**Stored items:**
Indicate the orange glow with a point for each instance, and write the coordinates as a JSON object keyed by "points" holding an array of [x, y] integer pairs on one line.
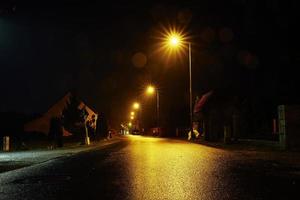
{"points": [[136, 105], [173, 41], [150, 89]]}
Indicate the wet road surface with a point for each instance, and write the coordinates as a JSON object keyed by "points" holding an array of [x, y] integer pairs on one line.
{"points": [[152, 168]]}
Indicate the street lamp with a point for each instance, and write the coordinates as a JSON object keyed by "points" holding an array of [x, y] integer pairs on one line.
{"points": [[176, 40], [150, 90], [136, 105]]}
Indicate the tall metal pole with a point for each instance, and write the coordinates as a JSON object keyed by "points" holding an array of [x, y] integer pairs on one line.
{"points": [[157, 107], [191, 96]]}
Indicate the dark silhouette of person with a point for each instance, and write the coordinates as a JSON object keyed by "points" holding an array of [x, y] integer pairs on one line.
{"points": [[56, 132], [101, 127]]}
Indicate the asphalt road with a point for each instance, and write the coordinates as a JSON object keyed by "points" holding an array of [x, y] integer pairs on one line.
{"points": [[151, 168]]}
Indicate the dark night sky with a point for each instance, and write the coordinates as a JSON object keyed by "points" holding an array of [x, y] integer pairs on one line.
{"points": [[239, 46]]}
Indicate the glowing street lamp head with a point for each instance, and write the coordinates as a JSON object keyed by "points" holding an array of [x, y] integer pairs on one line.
{"points": [[174, 40], [136, 105], [150, 89]]}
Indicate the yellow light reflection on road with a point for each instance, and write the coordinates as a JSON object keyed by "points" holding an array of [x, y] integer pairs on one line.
{"points": [[160, 169]]}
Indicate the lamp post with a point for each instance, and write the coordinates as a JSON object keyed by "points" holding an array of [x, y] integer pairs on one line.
{"points": [[136, 106], [150, 90], [175, 40]]}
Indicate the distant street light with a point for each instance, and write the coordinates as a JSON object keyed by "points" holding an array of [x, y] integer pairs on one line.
{"points": [[176, 40], [136, 105], [150, 90]]}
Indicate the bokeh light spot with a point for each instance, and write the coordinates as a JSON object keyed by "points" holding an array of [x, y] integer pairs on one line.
{"points": [[139, 60]]}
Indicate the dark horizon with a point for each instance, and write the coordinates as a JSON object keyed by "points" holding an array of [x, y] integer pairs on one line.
{"points": [[240, 48]]}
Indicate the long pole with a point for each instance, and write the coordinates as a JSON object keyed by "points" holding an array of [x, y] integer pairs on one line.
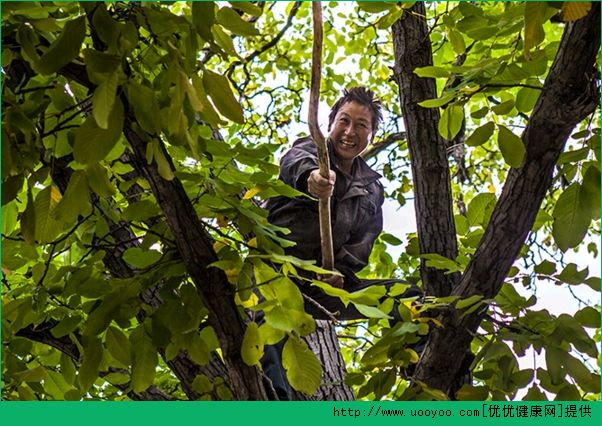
{"points": [[318, 137]]}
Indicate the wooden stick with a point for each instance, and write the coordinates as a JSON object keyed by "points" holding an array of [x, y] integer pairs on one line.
{"points": [[318, 138]]}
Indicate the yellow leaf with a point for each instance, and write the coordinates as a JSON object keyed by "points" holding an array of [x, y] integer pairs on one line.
{"points": [[249, 303], [217, 246], [232, 275], [6, 271], [414, 357], [251, 193], [573, 10], [55, 194]]}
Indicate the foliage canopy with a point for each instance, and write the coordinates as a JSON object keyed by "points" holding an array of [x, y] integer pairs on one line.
{"points": [[137, 139]]}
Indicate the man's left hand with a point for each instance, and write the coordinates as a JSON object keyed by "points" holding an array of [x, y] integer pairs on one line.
{"points": [[334, 280]]}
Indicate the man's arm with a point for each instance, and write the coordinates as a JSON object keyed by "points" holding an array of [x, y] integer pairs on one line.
{"points": [[354, 255]]}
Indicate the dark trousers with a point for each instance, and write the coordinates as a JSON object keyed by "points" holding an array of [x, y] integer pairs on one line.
{"points": [[272, 357]]}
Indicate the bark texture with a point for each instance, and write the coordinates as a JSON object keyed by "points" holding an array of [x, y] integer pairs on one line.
{"points": [[195, 248], [324, 342], [430, 169], [570, 94]]}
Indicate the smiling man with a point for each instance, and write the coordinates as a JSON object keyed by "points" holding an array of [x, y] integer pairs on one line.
{"points": [[356, 203], [356, 213]]}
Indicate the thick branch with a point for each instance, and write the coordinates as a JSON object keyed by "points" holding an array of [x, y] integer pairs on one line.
{"points": [[569, 95], [430, 170], [195, 247], [318, 137], [41, 334]]}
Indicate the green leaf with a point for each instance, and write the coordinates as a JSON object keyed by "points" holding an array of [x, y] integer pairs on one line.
{"points": [[503, 108], [144, 359], [438, 102], [223, 40], [93, 144], [473, 393], [432, 71], [89, 369], [104, 99], [64, 49], [146, 107], [574, 10], [375, 6], [588, 317], [76, 199], [99, 180], [66, 326], [140, 258], [571, 218], [535, 15], [118, 345], [534, 394], [201, 384], [246, 7], [469, 301], [577, 370], [554, 359], [511, 146], [589, 195], [197, 349], [434, 260], [141, 210], [481, 134], [231, 20], [105, 26], [568, 393], [371, 311], [28, 220], [545, 267], [270, 335], [571, 275], [451, 121], [252, 345], [390, 239], [218, 88], [303, 369], [163, 165], [457, 41], [526, 98], [203, 17], [46, 227], [480, 209]]}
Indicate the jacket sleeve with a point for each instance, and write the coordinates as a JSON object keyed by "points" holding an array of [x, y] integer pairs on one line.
{"points": [[297, 163], [355, 253]]}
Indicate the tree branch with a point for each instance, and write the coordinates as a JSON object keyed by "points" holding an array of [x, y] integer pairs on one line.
{"points": [[569, 95], [430, 170]]}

**To do:**
Print every entry exactly as written, without the pictures.

**Task solution:**
Indicate the orange glow with a point for each instance, and write the coordinates as a JSON object keyed by "points" holding an array of [x, y] integer pairs on one line.
{"points": [[136, 105], [173, 41], [150, 89]]}
Indicate the wet road surface with a point for each instance, and write the coordinates as a JSON object keyed by "points" holding an array of [x, y] integer pairs on one line.
{"points": [[152, 168]]}
Indicate the street lamp with a point for each instance, and write the coordinates as a JSON object keyed by "points" holding an array of [x, y] integer pairs on one line.
{"points": [[176, 40], [150, 90], [136, 105]]}
Indicate the tall metal pole with a point for each instance, and write the coordinates as a JSON object keyed by "points" holding an array of [x, y] integer pairs on one line.
{"points": [[157, 107], [191, 96]]}
Indicate the dark silhouette of person with a point for each instance, and write the coordinates as a JSON object keyed by "points" holding an array of [x, y] integer pairs on one line.
{"points": [[56, 132], [101, 127]]}
Indicate the asphalt road with a point for each instance, and write the coordinates as a JSON object keyed by "points" holding an array of [x, y] integer pairs on one line.
{"points": [[151, 168]]}
Indicate the dark night sky with a point for each instance, and write the coordinates as a JSON object keyed by "points" holding an array of [x, y] integer pairs on one line.
{"points": [[239, 46]]}
Indicate the glowing street lamp head with a point for each instance, and write the coordinates as a JSON object keyed by "points" holding an array of [x, y] integer pairs on one line.
{"points": [[174, 40], [136, 105], [150, 89]]}
Indicate the yellow light reflection on road with a point for each instance, and write the coordinates as a JSON object keyed by "points" holding an array of [x, y] integer pairs on one line.
{"points": [[160, 169]]}
Indicate the lamp post with a point for each instance, and write the coordinates as a JSON object keyed by "points" holding an array of [x, y] integer pairs on one line.
{"points": [[136, 106], [150, 90], [175, 40]]}
Indicate the distant street light with a point for each instance, and write the coordinates as a JSON object keyed by "points" holding an array of [x, y] integer pairs on one line.
{"points": [[176, 40], [136, 105], [150, 90]]}
Indicate the bokeh light spot with a point for each instance, and write the coordinates as a JSON object keyed by "points" holding an array of [x, y] integer pairs on one line.
{"points": [[139, 60]]}
Indicate the dark horizon with a point for each instance, and write the coordinates as a JSON object keyed by "points" holding an array of [x, y] integer pairs on one line.
{"points": [[240, 48]]}
Indicate the long pole with a point for each instance, and write the coordinates as a JSON object keyed by "points" holding an array of [x, y] integer pairs on one line.
{"points": [[318, 137]]}
Indicate the wooden stick with a point for each instance, and write the coordinates as a JSON object keyed by "points" holding an array of [x, y] integer pairs on one line.
{"points": [[318, 138]]}
Indicate the yellow leaf with a point for each instance, and write the coordinates as a JSON object keyed by "points" holding an array of [x, y] integer pairs on one line.
{"points": [[249, 303], [217, 246], [232, 275], [6, 271], [414, 357], [251, 193], [573, 10], [55, 194]]}
Indicate the foliage canopy with a point for each instance, and write the coordinates as a JSON object keyed by "points" holding an array of [x, y] integer pairs on one line.
{"points": [[137, 139]]}
Indicate the man's left hand with a point for each instance, and write the coordinates as a JSON object keyed by "points" holding an array of [x, y] integer pairs on one line.
{"points": [[334, 280]]}
Indicate the man's arm with a point for each instance, and write the coordinates as a JSON object keyed by "points" holding an array of [x, y] integer pairs on one line.
{"points": [[354, 255]]}
Indicate the dark trousers with a point for each instance, and write the coordinates as a JSON object keyed by "points" holding an array of [x, y] integer pairs on one line.
{"points": [[272, 357]]}
Indicate the bark texture with a point for each instance, and write the coordinates as a JSON object keyed by "points" holding an array of [x, y] integer pairs on one line.
{"points": [[195, 248], [324, 342], [430, 169], [570, 94]]}
Indicate the smiling man with a point for each instance, and write the coordinates as a JSON object keyed by "points" holding an array of [x, y] integer pairs on one line.
{"points": [[356, 203], [356, 213]]}
Indicate the thick branch with a point for each instance, and write the coordinates as a JSON object keyed by "points" holding an array of [x, y] integer pairs on one line.
{"points": [[569, 95], [430, 170], [195, 247], [318, 137], [41, 334]]}
Indicate the green leaf with a point for each instance, and write the coordinates as a JSON object keyed by "points" holding an array of [x, y] integer pairs on one line.
{"points": [[503, 108], [144, 359], [438, 102], [223, 40], [93, 144], [473, 393], [432, 71], [89, 369], [104, 99], [64, 49], [146, 107], [574, 10], [375, 6], [588, 317], [76, 199], [99, 180], [66, 326], [140, 258], [571, 218], [535, 15], [118, 345], [534, 394], [201, 384], [246, 7], [469, 301], [577, 370], [554, 359], [511, 146], [589, 195], [197, 349], [434, 260], [141, 210], [481, 134], [231, 20], [105, 26], [568, 393], [371, 311], [28, 220], [545, 267], [270, 335], [571, 275], [451, 121], [252, 345], [390, 239], [218, 88], [303, 369], [163, 165], [457, 41], [526, 98], [203, 17], [46, 227], [480, 209]]}
Indicate the jacket sleeve with a point for each instance, and write the coordinates as a JSON object keyed by "points" holding an array of [x, y] integer pairs on one line.
{"points": [[297, 163], [355, 253]]}
Indicate the tree branch with a point for each instance, and write the coordinates as a JSON object keyed by "points" holding an array of [x, y] integer pairs on one line.
{"points": [[569, 95], [430, 170]]}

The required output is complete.